**Task goal**
The complete listing should be restated exactly.

==================================================

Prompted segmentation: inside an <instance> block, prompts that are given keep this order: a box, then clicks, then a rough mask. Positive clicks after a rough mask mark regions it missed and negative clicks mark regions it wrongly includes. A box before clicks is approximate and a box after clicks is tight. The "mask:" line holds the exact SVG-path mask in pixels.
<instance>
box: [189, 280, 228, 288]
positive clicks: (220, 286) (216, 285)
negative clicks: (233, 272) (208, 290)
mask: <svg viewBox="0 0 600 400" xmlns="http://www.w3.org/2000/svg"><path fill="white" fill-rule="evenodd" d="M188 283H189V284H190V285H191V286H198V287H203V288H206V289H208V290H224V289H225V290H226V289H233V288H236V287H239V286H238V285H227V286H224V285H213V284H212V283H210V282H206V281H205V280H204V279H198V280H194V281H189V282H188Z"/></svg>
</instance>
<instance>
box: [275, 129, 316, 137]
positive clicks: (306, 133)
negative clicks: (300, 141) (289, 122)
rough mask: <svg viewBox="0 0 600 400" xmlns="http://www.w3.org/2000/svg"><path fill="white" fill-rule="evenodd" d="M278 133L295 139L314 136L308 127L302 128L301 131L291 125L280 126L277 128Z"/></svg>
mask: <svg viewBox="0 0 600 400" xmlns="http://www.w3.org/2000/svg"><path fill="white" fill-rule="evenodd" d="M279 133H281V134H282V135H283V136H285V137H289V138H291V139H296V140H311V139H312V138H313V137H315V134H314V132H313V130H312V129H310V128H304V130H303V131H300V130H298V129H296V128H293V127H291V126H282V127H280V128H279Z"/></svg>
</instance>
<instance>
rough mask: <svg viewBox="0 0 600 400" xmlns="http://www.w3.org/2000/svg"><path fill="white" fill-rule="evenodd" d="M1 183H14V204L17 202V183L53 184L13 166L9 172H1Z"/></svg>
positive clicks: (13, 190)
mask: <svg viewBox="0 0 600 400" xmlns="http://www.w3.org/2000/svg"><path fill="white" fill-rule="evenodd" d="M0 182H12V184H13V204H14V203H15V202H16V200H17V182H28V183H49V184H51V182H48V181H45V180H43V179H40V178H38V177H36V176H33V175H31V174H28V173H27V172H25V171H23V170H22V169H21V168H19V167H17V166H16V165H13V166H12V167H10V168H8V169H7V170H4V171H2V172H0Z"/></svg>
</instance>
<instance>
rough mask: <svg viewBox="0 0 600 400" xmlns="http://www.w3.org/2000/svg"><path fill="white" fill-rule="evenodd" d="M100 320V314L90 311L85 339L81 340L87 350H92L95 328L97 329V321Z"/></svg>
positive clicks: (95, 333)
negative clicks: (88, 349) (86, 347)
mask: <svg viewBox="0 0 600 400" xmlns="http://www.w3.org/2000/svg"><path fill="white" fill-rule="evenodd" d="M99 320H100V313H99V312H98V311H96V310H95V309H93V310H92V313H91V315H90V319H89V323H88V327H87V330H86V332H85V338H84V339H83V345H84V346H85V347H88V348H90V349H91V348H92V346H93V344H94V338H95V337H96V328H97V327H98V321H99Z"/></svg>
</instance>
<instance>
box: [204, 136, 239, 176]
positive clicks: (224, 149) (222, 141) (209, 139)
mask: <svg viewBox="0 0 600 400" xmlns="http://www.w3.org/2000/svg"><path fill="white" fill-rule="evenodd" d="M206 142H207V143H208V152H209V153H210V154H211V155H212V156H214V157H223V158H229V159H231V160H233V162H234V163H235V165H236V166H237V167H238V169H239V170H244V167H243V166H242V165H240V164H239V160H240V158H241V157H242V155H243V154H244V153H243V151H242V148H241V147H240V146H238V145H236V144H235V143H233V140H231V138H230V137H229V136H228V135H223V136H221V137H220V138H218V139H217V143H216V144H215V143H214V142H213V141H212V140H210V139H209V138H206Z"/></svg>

==================================================

**Result below**
Prompted segmentation: inside an <instance> block, prompts that are given keep this order: a box, then clicks, then a rough mask. Positive clicks after a rough mask mark regions it missed and negative clicks mark regions it wrongly includes. A box before clicks is approximate and a box after clicks is tight. The "mask:" line holds the exact SVG-path mask in pixels.
<instance>
box: [189, 280, 228, 288]
positive clicks: (220, 286) (216, 285)
negative clicks: (233, 272) (208, 290)
mask: <svg viewBox="0 0 600 400" xmlns="http://www.w3.org/2000/svg"><path fill="white" fill-rule="evenodd" d="M188 283H189V284H190V285H191V286H198V287H203V288H206V289H208V290H224V289H225V290H226V289H233V288H236V287H239V286H238V285H227V286H224V285H213V284H212V283H210V282H206V281H205V280H204V279H198V280H194V281H189V282H188Z"/></svg>
</instance>
<instance>
box: [275, 129, 316, 137]
positive clicks: (306, 133)
negative clicks: (300, 141) (289, 122)
rough mask: <svg viewBox="0 0 600 400" xmlns="http://www.w3.org/2000/svg"><path fill="white" fill-rule="evenodd" d="M278 133L295 139L314 136L308 127L302 128L301 131L291 125L280 126L277 128Z"/></svg>
mask: <svg viewBox="0 0 600 400" xmlns="http://www.w3.org/2000/svg"><path fill="white" fill-rule="evenodd" d="M279 133H281V134H282V135H283V136H285V137H289V138H291V139H296V140H311V139H312V138H313V137H315V134H314V132H313V130H312V129H310V128H304V130H303V131H300V130H298V129H296V128H293V127H291V126H282V127H280V128H279Z"/></svg>
</instance>
<instance>
rough mask: <svg viewBox="0 0 600 400" xmlns="http://www.w3.org/2000/svg"><path fill="white" fill-rule="evenodd" d="M1 183H14V204L17 202V183L53 184L13 166L9 172H1Z"/></svg>
positive clicks: (13, 190)
mask: <svg viewBox="0 0 600 400" xmlns="http://www.w3.org/2000/svg"><path fill="white" fill-rule="evenodd" d="M0 182H12V184H13V204H14V203H15V202H16V200H17V182H28V183H49V184H51V182H48V181H45V180H43V179H40V178H38V177H36V176H33V175H31V174H28V173H27V172H25V171H23V170H22V169H21V168H19V167H17V166H16V165H13V166H12V167H10V168H8V169H7V170H4V171H2V172H0Z"/></svg>
</instance>
<instance>
rough mask: <svg viewBox="0 0 600 400" xmlns="http://www.w3.org/2000/svg"><path fill="white" fill-rule="evenodd" d="M100 320V314L90 311L85 339L81 340L87 350H92L95 328L97 329V321Z"/></svg>
positive clicks: (95, 333)
negative clicks: (88, 349) (86, 347)
mask: <svg viewBox="0 0 600 400" xmlns="http://www.w3.org/2000/svg"><path fill="white" fill-rule="evenodd" d="M99 320H100V313H99V312H98V311H96V310H95V309H93V310H92V313H91V315H90V319H89V323H88V327H87V330H86V332H85V338H84V339H83V345H84V346H85V347H88V348H90V349H91V348H92V346H93V344H94V338H95V337H96V328H97V327H98V321H99Z"/></svg>
</instance>
<instance>
box: [204, 136, 239, 176]
positive clicks: (224, 149) (222, 141) (209, 139)
mask: <svg viewBox="0 0 600 400" xmlns="http://www.w3.org/2000/svg"><path fill="white" fill-rule="evenodd" d="M206 142H207V143H208V152H209V153H210V154H211V155H212V156H214V157H223V158H229V159H231V160H233V162H234V163H235V165H236V166H237V167H238V169H239V170H244V167H243V166H242V165H240V164H239V160H240V158H241V157H242V155H243V154H244V153H243V151H242V148H241V147H240V146H238V145H236V144H235V143H233V140H231V138H230V137H229V136H228V135H223V136H221V137H220V138H218V139H217V143H216V144H215V143H214V142H213V141H212V140H210V139H209V138H206Z"/></svg>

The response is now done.